_原文_
====================
POJ 2438 （哈密顿回路）

分析:

       2*n个小朋友,每个最多有n-1个"敌人",显然是存在哈密顿回路的.

       预处理边,然后找哈密顿回路.

 

code

#include <iostream>

#include <cstdio>

#include <algorithm>

#include <cstring>

#include <vector>

using namespace std;

#define pb push_back

#define sz(a)  (int)(a).size()



const int INF = 500;

bool edge[INF][INF];

typedef vector<int> vi;

vi ans;

//求哈密顿回路O(n^2)

void Hamilton (vi& ans, bool edge[INF][INF], int n) {

	int s = 1, tol = 2, t, i, j;

	bool vis[INF] = {0};

	for (i = 1; i <= n; i++) if (edge[s][i]) break;

	t = i;

	vis[s] = vis[t] = 1;

	ans.pb (s); ans.pb (t);

	while (1) {

		//头尾拓展

		while (1) {

			for (i = 1; i <= n; i++) {

				if (edge[t][i] && !vis[i]) {

					vis[i] = 1; t = i;

					ans.pb (i);

					break;

				}

			}

			if (i > n) break;

		}

		reverse (ans.begin(), ans.end() );

		swap (s, t);

		while (1) {

			for (i = 1; i <= n; i++) {

				if (edge[t][i] && !vis[i]) {

					vis[i] = 1; t = i;

					ans.pb (i);

					break;

				}

			}

			if (i > n) break;

		}

		//如果S和T不相连

		if (!edge[s][t]) {

			for (i = 1; i < sz (ans) - 2; i++)
====================
_数据集中的条目_
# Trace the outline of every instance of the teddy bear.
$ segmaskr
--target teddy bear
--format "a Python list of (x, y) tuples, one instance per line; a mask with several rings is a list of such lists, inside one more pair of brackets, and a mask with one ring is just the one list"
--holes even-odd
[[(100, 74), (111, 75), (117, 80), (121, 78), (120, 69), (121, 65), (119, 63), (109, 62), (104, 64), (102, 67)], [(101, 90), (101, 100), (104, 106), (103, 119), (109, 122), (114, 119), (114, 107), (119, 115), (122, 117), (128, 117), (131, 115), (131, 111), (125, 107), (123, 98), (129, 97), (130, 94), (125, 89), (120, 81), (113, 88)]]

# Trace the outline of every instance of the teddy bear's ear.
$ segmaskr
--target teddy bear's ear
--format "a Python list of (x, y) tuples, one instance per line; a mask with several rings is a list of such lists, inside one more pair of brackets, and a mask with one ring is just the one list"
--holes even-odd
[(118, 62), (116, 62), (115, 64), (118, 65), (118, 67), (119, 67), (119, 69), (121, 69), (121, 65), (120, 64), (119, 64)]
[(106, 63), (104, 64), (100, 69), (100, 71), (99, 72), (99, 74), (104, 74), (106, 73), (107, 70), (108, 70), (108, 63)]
====================
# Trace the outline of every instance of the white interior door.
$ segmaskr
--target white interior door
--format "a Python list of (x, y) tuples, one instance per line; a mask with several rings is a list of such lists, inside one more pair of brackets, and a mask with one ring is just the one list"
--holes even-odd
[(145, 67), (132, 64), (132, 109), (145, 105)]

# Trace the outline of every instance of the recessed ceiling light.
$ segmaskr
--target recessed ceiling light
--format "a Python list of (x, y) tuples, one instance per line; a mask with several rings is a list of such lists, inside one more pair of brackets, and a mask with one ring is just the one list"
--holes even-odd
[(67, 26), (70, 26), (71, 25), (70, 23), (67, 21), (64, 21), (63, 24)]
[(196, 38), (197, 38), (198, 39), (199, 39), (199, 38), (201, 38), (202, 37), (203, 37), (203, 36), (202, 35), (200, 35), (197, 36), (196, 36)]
====================
_练习题目_
• 1. 下面关于这篇哈密顿回路文章的三个说法是否与原文相符？每项请答"是"或"否"，并原样引用起决定作用的原文文字。
(a) 文中说每个小朋友最多有n-1个"敌人"。
(b) 代码中把常量INF设为1000。
(c) 代码注释称求哈密顿回路的复杂度为O(n^3)。
• 2. 请逐字复述条目中从含有"# Trace the outline of every instance of the recessed"的那一行到含有"36), (196, 36)]"的那一行，首尾两行都包括在内。
原文与条目彼此独立，内容互不相关。

_各题解答_
• 1.
(a) 是。「2*n个小朋友,每个最多有n-1个"敌人"」
(b) 否。「const int INF = 500;」
(c) 否。「//求哈密顿回路O(n^2)」

• 2.
# Trace the outline of every instance of the recessed ceiling light.
$ segmaskr
--target recessed ceiling light
--format "a Python list of (x, y) tuples, one instance per line; a mask with several rings is a list of such lists, inside one more pair of brackets, and a mask with one ring is just the one list"
--holes even-odd
[(67, 26), (70, 26), (71, 25), (70, 23), (67, 21), (64, 21), (63, 24)]
[(196, 38), (197, 38), (198, 39), (199, 39), (199, 38), (201, 38), (202, 37), (203, 37), (203, 36), (202, 35), (200, 35), (197, 36), (196, 36)]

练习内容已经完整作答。